PROVIDED RECORDS

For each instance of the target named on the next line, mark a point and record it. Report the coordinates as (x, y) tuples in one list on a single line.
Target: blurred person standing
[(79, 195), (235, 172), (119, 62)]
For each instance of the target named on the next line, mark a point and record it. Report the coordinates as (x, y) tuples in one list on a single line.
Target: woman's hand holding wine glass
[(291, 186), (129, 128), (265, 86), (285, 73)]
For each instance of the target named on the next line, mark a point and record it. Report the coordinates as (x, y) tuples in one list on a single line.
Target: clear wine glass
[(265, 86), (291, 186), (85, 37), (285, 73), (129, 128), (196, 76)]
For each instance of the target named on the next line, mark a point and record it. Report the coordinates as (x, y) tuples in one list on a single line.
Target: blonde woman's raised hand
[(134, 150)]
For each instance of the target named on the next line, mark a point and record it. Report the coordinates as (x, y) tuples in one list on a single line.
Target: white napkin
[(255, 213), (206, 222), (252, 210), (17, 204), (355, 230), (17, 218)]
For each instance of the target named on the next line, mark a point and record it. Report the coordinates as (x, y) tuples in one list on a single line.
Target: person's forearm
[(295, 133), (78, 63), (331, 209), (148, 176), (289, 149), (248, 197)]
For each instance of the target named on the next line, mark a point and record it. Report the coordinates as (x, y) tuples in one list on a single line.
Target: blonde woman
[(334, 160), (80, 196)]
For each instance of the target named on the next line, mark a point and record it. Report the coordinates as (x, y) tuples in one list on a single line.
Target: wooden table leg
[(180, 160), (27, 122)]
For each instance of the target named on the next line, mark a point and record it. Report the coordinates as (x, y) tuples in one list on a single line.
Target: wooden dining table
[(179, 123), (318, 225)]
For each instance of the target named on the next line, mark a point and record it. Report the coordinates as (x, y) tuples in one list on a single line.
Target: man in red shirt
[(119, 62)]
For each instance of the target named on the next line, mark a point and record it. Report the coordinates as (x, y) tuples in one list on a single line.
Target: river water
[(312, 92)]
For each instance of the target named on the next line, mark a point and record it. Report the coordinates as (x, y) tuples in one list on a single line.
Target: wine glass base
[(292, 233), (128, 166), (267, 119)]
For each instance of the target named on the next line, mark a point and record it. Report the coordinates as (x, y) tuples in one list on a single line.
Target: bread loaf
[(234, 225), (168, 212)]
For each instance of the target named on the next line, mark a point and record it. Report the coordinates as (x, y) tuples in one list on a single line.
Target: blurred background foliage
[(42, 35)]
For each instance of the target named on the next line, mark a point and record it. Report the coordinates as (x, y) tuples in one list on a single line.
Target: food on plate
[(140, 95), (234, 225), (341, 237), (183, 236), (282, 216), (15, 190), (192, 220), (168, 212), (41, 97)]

AIM
Repeat the data exactly. Leave nothing out.

RESPONSE TO THE TASK
For each instance of the target named on the next line, mark a point and record it. Report the coordinates as (x, y) tuples in one list on a single line.
Target: blurred person standing
[(79, 195), (235, 172), (119, 62)]
For each instance of the target named on the next line, mark a point and record it. Report the coordinates as (x, y) tuples in one list on a single line.
Target: woman's hand holding wine glass
[(291, 186), (129, 128), (265, 86), (285, 73)]
For each instance of the target named on the next line, mark a point and record it. Report the coordinates as (x, y) tuples in one list on a single line.
Target: clear wine glass
[(265, 86), (291, 186), (85, 37), (285, 73), (129, 128), (196, 76)]
For each instance of the target named on the next line, mark a point and record it. Report the coordinates as (x, y) tuples in one list on a single line.
Target: blonde woman's raised hand
[(134, 150)]
For each instance of the target named on the next line, mark a point and record it. Report the coordinates as (x, y) tuples in one list on a single line.
Target: white napkin
[(255, 213), (206, 222), (252, 210), (17, 204), (355, 230), (17, 218)]
For each instance of the target named on the next line, mark a point and record it. Report the coordinates as (x, y) tuples in one list on a single line.
Target: person's forearm
[(295, 133), (78, 63), (331, 209), (148, 176), (289, 149), (248, 197)]
For each instance of the target named on the next line, mark a point and record it. Report the coordinates as (x, y) tuples in one list on a single line.
Target: blonde woman
[(334, 160), (80, 196)]
For each instance of the target named on the next line, mark a point and record it. Report the coordinates as (x, y) tuples in one list on a single line.
Target: wooden table leg
[(180, 160), (27, 122)]
For each instance of the target named on the next line, mark a point and record it. Report the coordinates as (x, y) tuples in one list on a single line.
Target: wooden dining table
[(179, 123), (318, 225)]
For each instance of the target named on the next line, mark a point and record it. Report the coordinates as (x, y) tuples in one list on a single line.
Target: man in red shirt
[(119, 62)]
For each instance of the target named on the next line, mark a point and record it. Report the coordinates as (x, y) tuples in one list on a single line.
Target: river water
[(312, 92)]
For each instance of the target named on the next line, mark a point and record it. Report the coordinates as (x, y) tuples in one list on a single line.
Target: wine glass base
[(292, 233), (128, 166), (267, 119)]
For each instance of the target named on the next line, mark a point and record it. Report the coordinates as (x, y) tuples in one list on a single line.
Target: bread loaf
[(234, 225), (168, 212)]
For each instance of the target named on the next line, mark a point and record it. Report the coordinates as (x, y) tuples in one list on a single line.
Target: blurred background foliage
[(42, 35)]
For each instance of the target named on the next line, mark a point and record it. Report the coordinates as (x, y) tuples in one list on a single line.
Target: food on plate
[(140, 95), (234, 225), (341, 237), (183, 236), (282, 216), (15, 190), (192, 220), (168, 212), (41, 97)]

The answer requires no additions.